§ WHAT TO WORK ON: Repeat, exactly and only, the lines from the one containing "Exercise. Point out every instance of the watermelon with" to the last line, inclusive; do not repeat the pictures.

-- START OF DATA TO PROCESS --

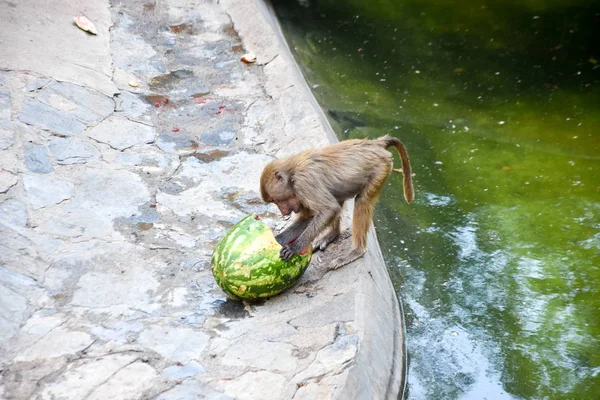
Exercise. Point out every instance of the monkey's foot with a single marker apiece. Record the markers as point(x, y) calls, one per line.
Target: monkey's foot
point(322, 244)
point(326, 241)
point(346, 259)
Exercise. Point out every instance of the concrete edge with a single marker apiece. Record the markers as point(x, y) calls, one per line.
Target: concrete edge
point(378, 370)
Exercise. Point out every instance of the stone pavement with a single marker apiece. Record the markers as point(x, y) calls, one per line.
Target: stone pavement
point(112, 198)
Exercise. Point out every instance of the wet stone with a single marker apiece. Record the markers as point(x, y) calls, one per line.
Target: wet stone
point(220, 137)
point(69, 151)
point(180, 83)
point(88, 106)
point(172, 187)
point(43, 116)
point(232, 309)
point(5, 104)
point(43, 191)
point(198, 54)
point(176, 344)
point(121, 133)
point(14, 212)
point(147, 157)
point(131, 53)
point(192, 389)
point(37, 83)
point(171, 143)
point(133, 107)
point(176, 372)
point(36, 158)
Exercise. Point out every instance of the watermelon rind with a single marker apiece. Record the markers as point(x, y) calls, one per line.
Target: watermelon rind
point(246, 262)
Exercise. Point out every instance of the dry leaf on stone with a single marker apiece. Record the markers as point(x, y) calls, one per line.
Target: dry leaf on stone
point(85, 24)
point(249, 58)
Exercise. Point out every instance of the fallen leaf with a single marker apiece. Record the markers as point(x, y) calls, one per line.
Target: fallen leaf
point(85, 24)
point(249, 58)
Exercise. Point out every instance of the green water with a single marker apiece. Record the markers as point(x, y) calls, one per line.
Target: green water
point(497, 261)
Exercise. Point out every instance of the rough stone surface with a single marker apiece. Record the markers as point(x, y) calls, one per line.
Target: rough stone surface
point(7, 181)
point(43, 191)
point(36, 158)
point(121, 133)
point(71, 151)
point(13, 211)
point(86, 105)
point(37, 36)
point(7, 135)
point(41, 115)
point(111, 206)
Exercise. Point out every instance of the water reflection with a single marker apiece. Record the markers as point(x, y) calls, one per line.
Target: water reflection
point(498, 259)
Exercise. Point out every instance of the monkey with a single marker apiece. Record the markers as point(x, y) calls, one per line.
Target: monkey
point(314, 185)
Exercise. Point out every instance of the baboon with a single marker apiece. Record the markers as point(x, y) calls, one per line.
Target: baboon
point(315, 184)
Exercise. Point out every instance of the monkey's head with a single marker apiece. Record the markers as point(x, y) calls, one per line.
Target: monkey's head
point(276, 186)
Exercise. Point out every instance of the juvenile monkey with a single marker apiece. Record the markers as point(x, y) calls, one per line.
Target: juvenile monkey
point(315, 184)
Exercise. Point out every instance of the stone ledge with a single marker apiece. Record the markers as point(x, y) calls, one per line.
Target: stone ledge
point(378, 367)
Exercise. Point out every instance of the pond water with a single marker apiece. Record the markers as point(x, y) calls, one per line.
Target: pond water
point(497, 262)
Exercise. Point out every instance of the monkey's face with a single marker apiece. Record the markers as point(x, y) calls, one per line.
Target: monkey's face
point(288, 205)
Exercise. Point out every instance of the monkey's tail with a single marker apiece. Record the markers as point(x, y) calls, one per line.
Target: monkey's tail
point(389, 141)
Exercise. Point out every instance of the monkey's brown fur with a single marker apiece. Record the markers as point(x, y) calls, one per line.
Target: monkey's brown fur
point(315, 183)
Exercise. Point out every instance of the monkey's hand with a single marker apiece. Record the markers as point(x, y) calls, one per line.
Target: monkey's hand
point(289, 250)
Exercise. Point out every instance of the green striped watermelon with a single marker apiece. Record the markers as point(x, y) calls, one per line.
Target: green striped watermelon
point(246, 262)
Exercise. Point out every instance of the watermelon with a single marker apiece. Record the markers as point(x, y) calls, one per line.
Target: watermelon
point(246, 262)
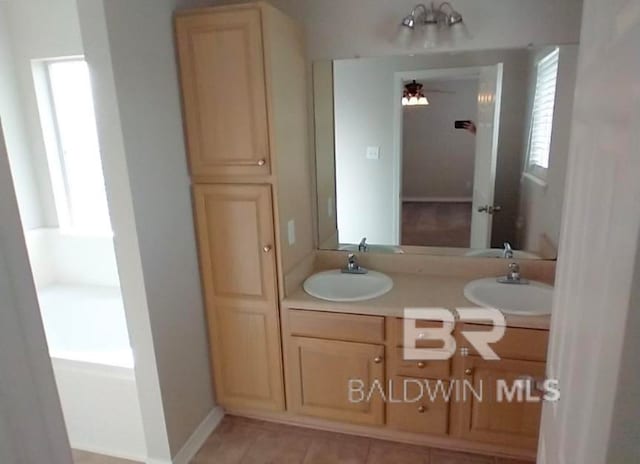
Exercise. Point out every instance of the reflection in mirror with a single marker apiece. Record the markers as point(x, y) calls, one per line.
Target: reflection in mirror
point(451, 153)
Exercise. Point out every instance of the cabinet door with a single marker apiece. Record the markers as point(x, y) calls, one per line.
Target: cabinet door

-- END OF DATA TO PROCESS --

§ SOLVED EXERCISE:
Exercise. Point out every instance of the watermelon with a single marker apiece. Record the markers as point(x, y) calls, one per line.
Target: watermelon
point(246, 262)
Exercise. Point out every instance of the reflection in mirror with a single marker apiece. Record the markers as point(x, y) calls, one per line.
Target: reflection in mirror
point(451, 153)
Exercise. Point out every instance of the cabinet door with a single marker apiece. Record the markers as point(x, y) calls, one per line.
Target: cabinet door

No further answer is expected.